Output the data below line for line, with no changes.
── Input
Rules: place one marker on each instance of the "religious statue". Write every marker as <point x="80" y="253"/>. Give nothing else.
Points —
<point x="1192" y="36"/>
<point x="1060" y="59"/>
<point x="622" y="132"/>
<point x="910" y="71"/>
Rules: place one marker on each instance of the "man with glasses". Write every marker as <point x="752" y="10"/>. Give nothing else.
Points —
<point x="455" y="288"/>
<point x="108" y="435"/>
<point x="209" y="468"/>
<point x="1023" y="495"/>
────
Answer for this exercise:
Rules: place one marker on each instance of the "religious statue". Write every marker as <point x="80" y="253"/>. Give nothing else.
Points —
<point x="1192" y="36"/>
<point x="1060" y="59"/>
<point x="622" y="132"/>
<point x="910" y="71"/>
Rules: place one marker on each instance of the "man with glasses". Write every marker as <point x="752" y="10"/>. Give nothing else.
Points —
<point x="455" y="288"/>
<point x="108" y="435"/>
<point x="209" y="468"/>
<point x="1023" y="495"/>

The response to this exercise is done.